───── PROVIDED DATA ─────

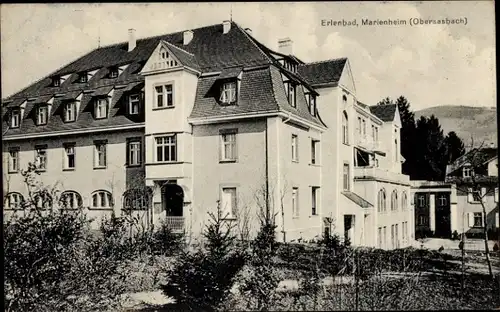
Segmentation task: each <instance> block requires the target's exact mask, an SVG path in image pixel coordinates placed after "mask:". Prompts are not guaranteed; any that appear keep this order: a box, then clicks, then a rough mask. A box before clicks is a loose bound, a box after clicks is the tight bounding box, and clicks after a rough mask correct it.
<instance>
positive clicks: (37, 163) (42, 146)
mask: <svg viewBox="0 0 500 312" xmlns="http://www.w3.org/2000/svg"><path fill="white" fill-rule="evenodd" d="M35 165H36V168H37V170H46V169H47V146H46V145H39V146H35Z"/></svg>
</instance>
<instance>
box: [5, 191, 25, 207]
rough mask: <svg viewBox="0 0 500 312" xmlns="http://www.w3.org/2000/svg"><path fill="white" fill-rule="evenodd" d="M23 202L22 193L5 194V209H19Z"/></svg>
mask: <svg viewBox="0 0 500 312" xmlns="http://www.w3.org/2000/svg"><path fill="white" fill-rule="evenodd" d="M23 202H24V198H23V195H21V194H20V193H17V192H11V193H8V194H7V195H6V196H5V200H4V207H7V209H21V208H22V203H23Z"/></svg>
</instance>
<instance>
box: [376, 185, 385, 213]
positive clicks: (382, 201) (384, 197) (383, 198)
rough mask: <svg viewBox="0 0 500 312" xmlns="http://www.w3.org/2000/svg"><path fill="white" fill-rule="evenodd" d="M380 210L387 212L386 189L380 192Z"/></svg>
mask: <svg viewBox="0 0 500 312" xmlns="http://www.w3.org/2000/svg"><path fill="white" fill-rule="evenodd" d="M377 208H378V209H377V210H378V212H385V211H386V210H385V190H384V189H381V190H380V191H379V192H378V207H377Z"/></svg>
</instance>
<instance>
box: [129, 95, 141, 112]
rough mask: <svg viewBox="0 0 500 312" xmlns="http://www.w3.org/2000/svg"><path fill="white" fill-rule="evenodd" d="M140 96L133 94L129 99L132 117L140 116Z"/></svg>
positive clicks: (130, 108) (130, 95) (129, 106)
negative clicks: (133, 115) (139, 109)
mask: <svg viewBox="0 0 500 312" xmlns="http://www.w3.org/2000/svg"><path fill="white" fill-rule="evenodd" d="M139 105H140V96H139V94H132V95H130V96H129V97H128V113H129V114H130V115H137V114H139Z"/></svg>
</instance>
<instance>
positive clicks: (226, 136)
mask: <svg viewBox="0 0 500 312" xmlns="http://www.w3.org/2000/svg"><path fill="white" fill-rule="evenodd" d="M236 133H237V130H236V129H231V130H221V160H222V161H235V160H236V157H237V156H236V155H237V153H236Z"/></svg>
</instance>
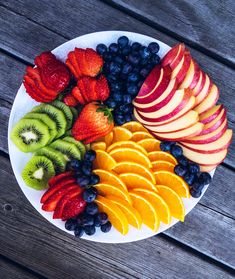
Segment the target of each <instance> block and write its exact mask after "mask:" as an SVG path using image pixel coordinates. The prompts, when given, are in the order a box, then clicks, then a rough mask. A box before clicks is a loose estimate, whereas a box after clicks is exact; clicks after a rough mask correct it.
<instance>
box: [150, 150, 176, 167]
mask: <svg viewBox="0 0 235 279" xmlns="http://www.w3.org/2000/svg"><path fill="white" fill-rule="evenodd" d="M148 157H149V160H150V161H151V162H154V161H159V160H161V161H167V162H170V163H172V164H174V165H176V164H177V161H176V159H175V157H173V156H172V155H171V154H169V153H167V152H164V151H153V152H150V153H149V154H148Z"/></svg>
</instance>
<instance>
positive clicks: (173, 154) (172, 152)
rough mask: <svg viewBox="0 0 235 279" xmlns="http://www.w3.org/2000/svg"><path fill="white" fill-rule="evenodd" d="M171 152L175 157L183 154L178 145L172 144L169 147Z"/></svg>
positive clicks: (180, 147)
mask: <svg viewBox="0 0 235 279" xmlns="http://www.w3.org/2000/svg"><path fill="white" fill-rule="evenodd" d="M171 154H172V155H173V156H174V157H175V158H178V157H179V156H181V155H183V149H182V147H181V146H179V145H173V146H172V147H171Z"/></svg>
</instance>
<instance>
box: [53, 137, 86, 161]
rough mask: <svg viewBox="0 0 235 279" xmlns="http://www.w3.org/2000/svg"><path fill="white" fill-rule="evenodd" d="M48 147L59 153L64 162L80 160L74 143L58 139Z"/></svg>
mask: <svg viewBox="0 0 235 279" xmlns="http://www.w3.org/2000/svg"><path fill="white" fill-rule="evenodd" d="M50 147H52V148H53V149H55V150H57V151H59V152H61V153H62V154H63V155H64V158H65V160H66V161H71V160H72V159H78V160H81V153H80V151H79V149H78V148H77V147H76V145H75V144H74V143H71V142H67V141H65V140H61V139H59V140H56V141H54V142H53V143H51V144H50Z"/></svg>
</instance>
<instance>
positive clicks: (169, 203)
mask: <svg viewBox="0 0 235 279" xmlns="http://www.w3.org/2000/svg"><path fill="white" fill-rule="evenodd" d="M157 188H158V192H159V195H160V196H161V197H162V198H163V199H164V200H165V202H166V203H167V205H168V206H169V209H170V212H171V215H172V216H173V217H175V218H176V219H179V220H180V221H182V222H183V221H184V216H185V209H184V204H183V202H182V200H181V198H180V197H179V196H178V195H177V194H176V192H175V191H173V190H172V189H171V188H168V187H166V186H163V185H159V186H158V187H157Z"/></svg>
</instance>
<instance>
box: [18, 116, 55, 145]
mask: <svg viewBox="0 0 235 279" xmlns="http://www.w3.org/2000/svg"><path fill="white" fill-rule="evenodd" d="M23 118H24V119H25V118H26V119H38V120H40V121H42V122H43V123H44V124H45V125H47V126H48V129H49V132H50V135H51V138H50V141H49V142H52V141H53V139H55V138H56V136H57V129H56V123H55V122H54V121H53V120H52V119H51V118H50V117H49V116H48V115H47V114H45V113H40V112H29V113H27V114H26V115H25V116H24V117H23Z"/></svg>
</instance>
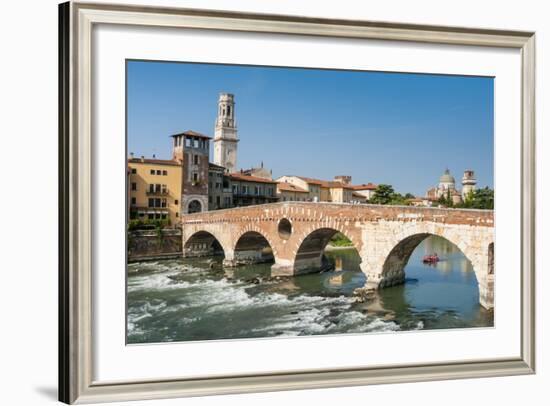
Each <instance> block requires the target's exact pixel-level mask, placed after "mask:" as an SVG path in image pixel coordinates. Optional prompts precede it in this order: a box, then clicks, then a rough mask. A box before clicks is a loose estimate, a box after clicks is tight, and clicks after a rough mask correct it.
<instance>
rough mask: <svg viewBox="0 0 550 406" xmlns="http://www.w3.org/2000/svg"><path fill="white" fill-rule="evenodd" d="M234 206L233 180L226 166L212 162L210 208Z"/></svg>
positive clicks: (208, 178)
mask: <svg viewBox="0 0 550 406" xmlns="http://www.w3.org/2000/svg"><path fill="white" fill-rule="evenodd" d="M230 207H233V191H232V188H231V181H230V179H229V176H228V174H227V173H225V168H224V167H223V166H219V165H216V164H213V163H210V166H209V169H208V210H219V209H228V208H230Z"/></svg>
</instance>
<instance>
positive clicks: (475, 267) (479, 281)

─────

- **ACTIVITY**: Copy out in full every line of the listing above that contains the string "tight". Case counts.

- **TASK ANSWER**:
Segmentation task: each <instance> block requires the target's exact mask, an SVG path in image pixel coordinates placed after "mask:". Prompts are not guaranteed; any that appear keep this order: a box, then clicks, then a rough mask. A box before clicks is a loose bound, a box after clicks is the tight bounding box, and clicks after a rough mask correct it.
Each <instance> block requires the target's exact pixel-level mask, placed after "mask:" as an SVG path in image pixel coordinates. Optional prompts precede it in this order: a box, then clicks, then a rough mask. A box before clicks is a loose estimate, a box after clicks is tight, and clicks after a rough mask correct it.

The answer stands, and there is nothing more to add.